2019年1月8日火曜日

漢字「雪」の成り立ち:
太古の昔、黄河の辺りは亜熱帯。そこに住む人間は「雪」をどう考えたか

「雪」を初めて見た時の驚きは如何ばかりだったのだろう
引用:「汉字密码」(P269、唐汉著,学林出版社)
 太古の昔、殷という国が栄えていた頃、黄河の辺りは亜熱帯。そこに住む人間は「雪」をどう考えたか?。当時、象やや水牛が闊歩していたという。雪など見たことのない人間が、雪をどのよう考え、どう見たかが、甲骨文字に残っている。

 彼らは「雪」を、雨や水を掃く箒と考えていたらしい。
 古人にとっては、とんでもない出来事だったのではないだろうか。しかし、この古人の「雨を掃く箒」という概念がもう一つの呑み込めない。

 我々にとっては、「南の島に雪が降る」という加東大介、伴淳三郎の映画のほうがピンとくる。

 甲骨文字の成り立ちは、「字の上部は雨の省略形だ。下部は羽の字で傍の小点は上から下に落下する屑である。」
 まさに雪片のデザインのようだ。小篆の雪の字は下部が変じて、彗の字になっている。彗の字は古文字では常に箒を表している。大概、雪は一種の水の箒だと解釈されている。雪と彗からはあたかも雪を掃くものなりと解釈している。

 許慎は説文解字のなかで、雪を解釈して、氷雨としている。段玉裁は許慎に対し、雪、緩やかなりと解釈している。水が寒気に遭遇して固まり、ゆるゆると下がるなり。雪は本来風花雪月の中の一景だ。まして「瑞雪は豊年の前兆」なり喜ばしいこというまでもない。

_ _ _

• 演習課題 1:
エントリのうち、「Category: pancake. Set」を含む行から最後の行までを、空行を除いて番号付きリストの形に整えてください。
提供テキストと次のエントリは、互いに独立した別々の資料です。

• 入力エントリ:
_ _ _

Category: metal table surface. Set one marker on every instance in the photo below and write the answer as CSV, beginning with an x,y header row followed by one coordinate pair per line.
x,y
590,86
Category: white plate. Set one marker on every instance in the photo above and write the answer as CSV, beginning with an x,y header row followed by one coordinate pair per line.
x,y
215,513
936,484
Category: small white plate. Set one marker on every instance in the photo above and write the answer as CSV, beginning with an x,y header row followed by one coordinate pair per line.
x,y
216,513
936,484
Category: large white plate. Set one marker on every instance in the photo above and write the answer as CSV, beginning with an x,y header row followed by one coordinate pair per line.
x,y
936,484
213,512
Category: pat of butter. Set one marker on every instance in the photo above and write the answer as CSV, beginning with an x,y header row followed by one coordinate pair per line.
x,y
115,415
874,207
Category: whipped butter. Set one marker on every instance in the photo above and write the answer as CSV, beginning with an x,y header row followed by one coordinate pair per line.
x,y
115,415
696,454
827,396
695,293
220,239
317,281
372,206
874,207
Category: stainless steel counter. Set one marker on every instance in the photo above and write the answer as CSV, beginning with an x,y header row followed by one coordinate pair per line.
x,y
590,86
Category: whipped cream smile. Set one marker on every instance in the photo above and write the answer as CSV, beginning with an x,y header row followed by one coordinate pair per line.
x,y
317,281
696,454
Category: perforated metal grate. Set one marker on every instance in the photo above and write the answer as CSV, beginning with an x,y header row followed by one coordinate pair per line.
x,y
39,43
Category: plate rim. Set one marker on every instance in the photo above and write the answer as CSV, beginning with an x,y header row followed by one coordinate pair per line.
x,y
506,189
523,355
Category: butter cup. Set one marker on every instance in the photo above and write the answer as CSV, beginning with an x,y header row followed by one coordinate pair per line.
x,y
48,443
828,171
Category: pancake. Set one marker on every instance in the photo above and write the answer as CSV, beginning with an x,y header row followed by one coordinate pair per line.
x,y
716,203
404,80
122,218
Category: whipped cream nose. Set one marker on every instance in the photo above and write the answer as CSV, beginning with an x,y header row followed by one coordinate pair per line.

_ _ _

• 演習課題 2:
提供テキストによると、許慎は『説文解字』の中で雪をどのように解釈していますか?

• 解答例 1:
1. Category: pancake. Set one marker on every instance in the photo above and write the answer as CSV, beginning with an x,y header row followed by one coordinate pair per line.
2. x,y
3. 716,203
4. 404,80
5. 122,218
6. Category: whipped cream nose. Set one marker on every instance in the photo above and write the answer as CSV, beginning with an x,y header row followed by one coordinate pair per line.

• 解答例 2:
氷雨と解釈しています。